Detection of Targets in Terrain Images with ALISA

Detection of Targets in Terrain Images with ALISA

Detection of Targets in Terrain Images with ALISA

Peter Bock, James Hubshman, and Maral Achikian

The George Washington University, Washington DC

Research Institute for Applied Knowledge Processing (FAW), Ulm, Germany

Abstract

This paper describes an initial investigation of the ability of the ALISA image-processing engine to learn to detect anomalous artifacts in geographical terrain images. In general, ALISA is trained with a set of training images belonging to a single class, defined to be “normal”. Once trained, it is then asked to attempt to detect the presence of anomalous artifacts in otherwise normal images. In this investigation, ALISA was trained with three classes of terrain images, one for each of three background clutter levels: Low, Medium, and High. Once training had been completed for each class of background clutter, ALISA was presented with sets of test images of each class that also contained, such as tanks or trucks. Even though the training sets were very small, they proved sufficient to train ALISA to detect and discriminate the anomalous tanks with high statistical confidence.

Introduction

Collective Learning Systems Theory [1] has been applied to a difficult image-processing problem: the phase, translation, and scale-invariant detection, discrimination, and localization of anomalous features in otherwise normal images. Designed and implemented at the Research Institute for Applied Knowledge Processing (FAW) in Ulm, Germany, with funding by Robert Bosch GmbH, this image processing engine has been given the trademark ALISA, which stands for Adaptive Learning Image and Signal Analysis.* [ ]

This paper describes the use of ALISA to detect tanks and other vehicles in geographical terrain images. The images were captured with an 8mm video camera by Booz-Allen, Inc, under conditions specifically designed to test the ability of image processing systems to detect and locate tanks and other vehicles on desert terrains. However, the demonstration of the ability of a Collective Learning System to perform well in this task has important implications beyond the obvious defense applications. The ability to recognize the difference between an artifact and naturally occurring terrain features, such as rocks, sand dunes, and scrub vegetation, demonstrates a significant level of cognitive processing and is therefore of interest in a wide variety of application domains.

Given request a » Report how many lines in the rows below contain the word "jersey". Give only the number.

Stored data »
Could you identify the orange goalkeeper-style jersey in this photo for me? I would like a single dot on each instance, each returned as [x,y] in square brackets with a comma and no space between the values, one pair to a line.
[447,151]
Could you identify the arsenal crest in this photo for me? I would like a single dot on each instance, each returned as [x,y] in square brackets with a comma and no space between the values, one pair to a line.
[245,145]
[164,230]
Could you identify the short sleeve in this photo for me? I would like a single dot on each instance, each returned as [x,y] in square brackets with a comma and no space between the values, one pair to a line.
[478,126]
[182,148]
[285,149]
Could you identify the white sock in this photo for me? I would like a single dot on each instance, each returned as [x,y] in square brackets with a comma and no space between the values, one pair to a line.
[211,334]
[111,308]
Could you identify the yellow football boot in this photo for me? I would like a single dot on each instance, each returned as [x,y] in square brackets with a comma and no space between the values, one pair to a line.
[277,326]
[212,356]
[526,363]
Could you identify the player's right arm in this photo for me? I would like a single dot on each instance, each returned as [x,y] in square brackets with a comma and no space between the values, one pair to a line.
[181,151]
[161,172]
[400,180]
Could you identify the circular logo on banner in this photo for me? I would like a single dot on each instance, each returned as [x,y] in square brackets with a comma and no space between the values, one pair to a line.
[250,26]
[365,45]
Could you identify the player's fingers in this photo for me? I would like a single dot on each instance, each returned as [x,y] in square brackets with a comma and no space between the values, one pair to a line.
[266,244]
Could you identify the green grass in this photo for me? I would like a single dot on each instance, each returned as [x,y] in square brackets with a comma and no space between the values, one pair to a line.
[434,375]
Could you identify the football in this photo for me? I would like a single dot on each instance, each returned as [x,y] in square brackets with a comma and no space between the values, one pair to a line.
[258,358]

...

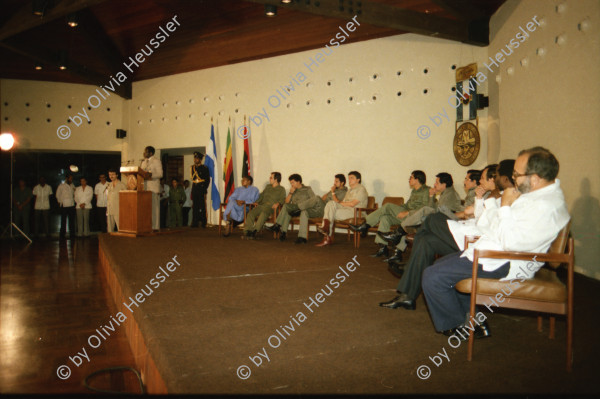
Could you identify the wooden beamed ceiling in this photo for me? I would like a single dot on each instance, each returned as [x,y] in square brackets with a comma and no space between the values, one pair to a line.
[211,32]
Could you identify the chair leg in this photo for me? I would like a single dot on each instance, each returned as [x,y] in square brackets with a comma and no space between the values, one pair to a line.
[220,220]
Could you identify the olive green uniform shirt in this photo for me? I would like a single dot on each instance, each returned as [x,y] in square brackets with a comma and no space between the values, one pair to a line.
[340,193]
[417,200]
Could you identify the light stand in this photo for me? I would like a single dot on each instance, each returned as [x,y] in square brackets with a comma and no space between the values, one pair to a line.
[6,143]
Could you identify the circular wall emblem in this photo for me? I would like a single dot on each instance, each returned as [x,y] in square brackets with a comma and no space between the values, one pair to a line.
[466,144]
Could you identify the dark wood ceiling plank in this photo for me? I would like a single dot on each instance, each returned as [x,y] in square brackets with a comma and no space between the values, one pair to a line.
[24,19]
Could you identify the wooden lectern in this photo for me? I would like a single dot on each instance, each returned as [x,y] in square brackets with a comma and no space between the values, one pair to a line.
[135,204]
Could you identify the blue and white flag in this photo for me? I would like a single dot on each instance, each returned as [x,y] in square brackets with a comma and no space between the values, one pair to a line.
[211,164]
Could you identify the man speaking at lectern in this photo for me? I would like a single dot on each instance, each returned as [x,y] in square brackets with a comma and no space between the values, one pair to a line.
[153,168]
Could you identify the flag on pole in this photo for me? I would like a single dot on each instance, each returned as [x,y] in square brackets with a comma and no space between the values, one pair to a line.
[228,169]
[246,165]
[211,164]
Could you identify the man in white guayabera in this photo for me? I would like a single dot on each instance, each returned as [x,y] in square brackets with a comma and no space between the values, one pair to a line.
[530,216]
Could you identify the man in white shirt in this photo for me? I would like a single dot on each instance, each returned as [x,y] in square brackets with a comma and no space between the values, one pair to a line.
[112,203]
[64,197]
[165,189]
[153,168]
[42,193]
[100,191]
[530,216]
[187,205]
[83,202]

* * *

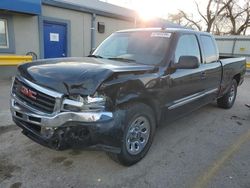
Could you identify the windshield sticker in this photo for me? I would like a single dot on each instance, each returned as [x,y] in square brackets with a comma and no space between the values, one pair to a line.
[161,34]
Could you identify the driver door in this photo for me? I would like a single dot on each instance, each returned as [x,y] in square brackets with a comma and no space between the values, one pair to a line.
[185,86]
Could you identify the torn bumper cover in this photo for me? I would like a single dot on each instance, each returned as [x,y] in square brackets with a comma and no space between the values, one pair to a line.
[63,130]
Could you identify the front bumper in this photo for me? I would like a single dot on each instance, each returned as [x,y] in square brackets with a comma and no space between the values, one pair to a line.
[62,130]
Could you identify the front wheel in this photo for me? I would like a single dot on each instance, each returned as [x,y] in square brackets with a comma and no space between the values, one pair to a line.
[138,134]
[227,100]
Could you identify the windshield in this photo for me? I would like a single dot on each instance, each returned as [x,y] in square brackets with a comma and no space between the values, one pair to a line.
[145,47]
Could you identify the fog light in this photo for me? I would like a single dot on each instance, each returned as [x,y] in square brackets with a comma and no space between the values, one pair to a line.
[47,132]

Given request b » Resume the paper on detecting targets in terrain images with ALISA, shown above the rows, starting right after its last sentence.

Written answer a » 1

Written answer b »
The ALISA Engine

Image processing using ALISA consists of three phases: the training phase, in which the spatial characteristics of normal images are learned; the control phase, in which unique images of the training class are evaluated to provide a statistical basis for subsequent tests; and the test phase, in which test images of are analyzed for the possible presence of abnormalities. [2, 3]

The input images for ALISA are rectangular arrays of 8-bit pixels. During its training phase, ALISA is presented with a sequence of normal images without anomalies belonging to a particular equivalence class. Examples of such classes in the geographical domain might include deserts, agricultural lands, mountain terrain, forests, river estuaries, cityscapes, and so forth. After being exposed to a sufficient number of training images, ALISA acquires a statistical hypothesis of the normal spatial features which characterize the image class. Note that it does this without using an a priori model of the class; it begins with no knowledge whatsoever and learns from experience.

When training is complete, on the basis of its learned hypothesis of normality for the particular class of images, ALISA may be presented with test images of arbitrary composition which have been intentionally or unintentionally corrupted with one or more anomalies, i.e., artifacts which are not expected in normal images of the learned class. The output of ALISA, then, is a spatial map indicating the normality, location, and geometry of these anomalies.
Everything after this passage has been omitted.